## SHORT TASK
Rescale the lines below by writing all of them out again, with every coordinate in the point pairs multiplied by 0.3 and rounded to a whole number, halves rounding up. Keep every other line as it is.

## RECORDS FOR THE TASK
## START

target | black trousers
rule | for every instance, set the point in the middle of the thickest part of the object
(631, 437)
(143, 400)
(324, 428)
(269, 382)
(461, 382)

## END

## ANSWER TO THIS TASK
target | black trousers
rule | for every instance, set the point in the middle of the thickest part of the object
(189, 131)
(43, 120)
(97, 128)
(81, 115)
(138, 115)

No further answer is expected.